TASK REQUIREMENTS: When the string "target" is part of a line in the data below, report the whole line.

[[ INFORMATION SHOWN open ]]

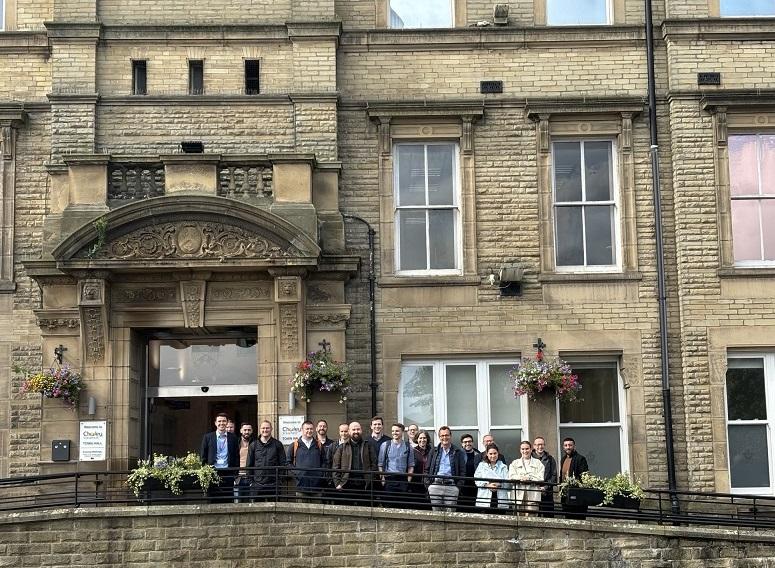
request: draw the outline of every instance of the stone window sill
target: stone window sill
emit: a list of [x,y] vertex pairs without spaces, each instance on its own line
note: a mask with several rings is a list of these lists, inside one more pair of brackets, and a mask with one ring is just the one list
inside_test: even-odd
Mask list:
[[719,278],[773,278],[775,277],[775,266],[730,266],[719,268],[718,276]]
[[538,276],[541,283],[565,282],[629,282],[643,280],[640,272],[544,272]]
[[477,275],[468,276],[383,276],[379,280],[380,288],[401,288],[412,286],[479,286],[482,279]]

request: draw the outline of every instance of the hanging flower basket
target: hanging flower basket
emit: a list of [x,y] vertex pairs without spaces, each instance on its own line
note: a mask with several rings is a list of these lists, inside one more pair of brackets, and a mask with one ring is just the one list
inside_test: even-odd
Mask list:
[[338,393],[339,403],[344,404],[350,392],[350,368],[347,363],[335,361],[324,349],[312,351],[296,366],[290,383],[291,391],[307,402],[313,391],[320,391]]
[[538,400],[539,393],[550,392],[562,402],[578,399],[581,383],[570,365],[562,359],[544,359],[539,351],[534,358],[524,357],[522,362],[509,371],[514,381],[514,396]]
[[69,365],[51,367],[37,373],[25,369],[16,370],[25,375],[21,386],[22,394],[40,393],[46,398],[61,398],[62,402],[72,409],[78,406],[83,390],[83,378]]
[[203,493],[211,485],[218,485],[220,478],[215,467],[203,464],[193,452],[177,458],[153,454],[148,459],[137,460],[137,467],[127,477],[127,485],[139,497],[145,491],[163,487],[173,495],[182,495],[185,489],[199,486]]

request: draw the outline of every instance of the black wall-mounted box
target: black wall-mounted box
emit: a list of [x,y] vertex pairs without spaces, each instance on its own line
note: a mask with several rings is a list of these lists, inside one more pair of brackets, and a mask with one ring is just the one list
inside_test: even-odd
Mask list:
[[70,461],[70,440],[54,440],[51,442],[51,461]]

[[ INFORMATION SHOWN closed ]]

SOLUTION FOR THIS PROBLEM:
target: stone window sill
target: hanging flower basket
target: black wall-mounted box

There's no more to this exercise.